■ **GIVEN EXERCISE**:
Reproduce the items below word for word, beginning with their first line and ending with the line that contains "[646, 233, 671, 269]", both ends included.

Detection items:
(begin)
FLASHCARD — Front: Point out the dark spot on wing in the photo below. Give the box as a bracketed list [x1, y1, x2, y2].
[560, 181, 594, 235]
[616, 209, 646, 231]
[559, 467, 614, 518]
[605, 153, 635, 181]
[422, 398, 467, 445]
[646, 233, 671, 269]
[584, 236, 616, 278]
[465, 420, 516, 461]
(end)
■ **THE SOLUTION**:
FLASHCARD — Front: Point out the dark spot on wing in the photo below. Give the box as a bracketed list [x1, y1, x2, y2].
[560, 181, 594, 235]
[616, 209, 646, 231]
[559, 467, 614, 518]
[605, 153, 635, 181]
[422, 398, 467, 445]
[646, 233, 671, 269]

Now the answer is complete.